◆ **PROBLEM A**
For each statement about the text on hand weight cautions, answer yes or no and quote the words of the text that decide it. (i) The 2002 study had people hold 3-pound hand weights. (ii) The study found that holding hand weights gave more muscle definition than the same activity without them. (iii) A weighted vest adds weight to the swinging motion of walking.
◆ **PROBLEM B**
Rewrite the stretch of the text on hand weight cautions from "Hand Weight Cautions" through "risk of injury.", putting "aerobic exercise" in place of "aerobics".

◆ **TEXT UNDER STUDY**
◆ ◆ ◆ ◆ ◆ ◆ ◆

Hand Weight Cautions
Holding hand-weights while walking became popular because people believed it would help tone the arms. However, a 2002 study published in the "Journal of Sports Medicine and Physical Fitness" found that holding 3-pound hand weights while doing aerobics burned no more calories and resulted in no more muscle definition than doing the same activity without added weight. In addition, simply holding hand weights while swinging your arms back and forth as you walk can add strain to your joints and put you at risk of injury.
Rather than just holding hand weights as you walk, use them to do dumbbell presses. This will tone your arms without the risk of injury because it eliminates the swinging motion and subsequent strain on the joints. Start by holding light dumbbells in each hand at shoulder-height with your palms facing forward. Extend your arms straight up into the air keeping them parallel to your ears. Lower them back down to the starting position. Keep each movement slow and controlled.
Wearing a weighted vest is another option if you want to add weight to walking. It distributes the extra weight over your upper body and does not add weight to any swinging motion, which could strain your joints. You can do walking lunges while wearing a weighed vest to tone your legs. As you step forward, bend both knees to lower your torso. The deeper you bend, the more you engage your muscles; don't let your knee go beyond your toe or you could place unnecessary strain on your knee. Extend your knees to stand back up and bring your back leg forward so it can lead with the next lunge.
High knees are another exercise you can do while wearing a weighted vest. These can help tone the lifting leg and strengthen the support leg as it carries the weight of your body and the vest. Do these by raising your lead leg high enough with each step that your thigh is parallel to the ground. Control the movement so you can effectively engage each muscle being used.

◆ ◆ ◆ ◆ ◆ ◆ ◆

◆ **SOURCE DATA**
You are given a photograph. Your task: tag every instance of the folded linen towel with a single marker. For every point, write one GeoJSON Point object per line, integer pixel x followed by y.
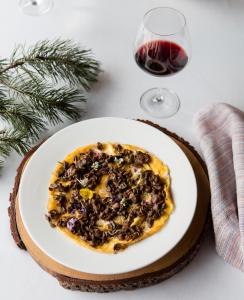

◆ ◆ ◆ ◆ ◆ ◆ ◆

◆ **EXERCISE SOLUTION A**
(i) Yes: "holding 3-pound hand weights while doing aerobics"
(ii) No: "resulted in no more muscle definition than doing the same activity without added weight"
(iii) No: "does not add weight to any swinging motion"

◆ **EXERCISE SOLUTION B**
Hand Weight Cautions
Holding hand-weights while walking became popular because people believed it would help tone the arms. However, a 2002 study published in the "Journal of Sports Medicine and Physical Fitness" found that holding 3-pound hand weights while doing aerobic exercise burned no more calories and resulted in no more muscle definition than doing the same activity without added weight. In addition, simply holding hand weights while swinging your arms back and forth as you walk can add strain to your joints and put you at risk of injury.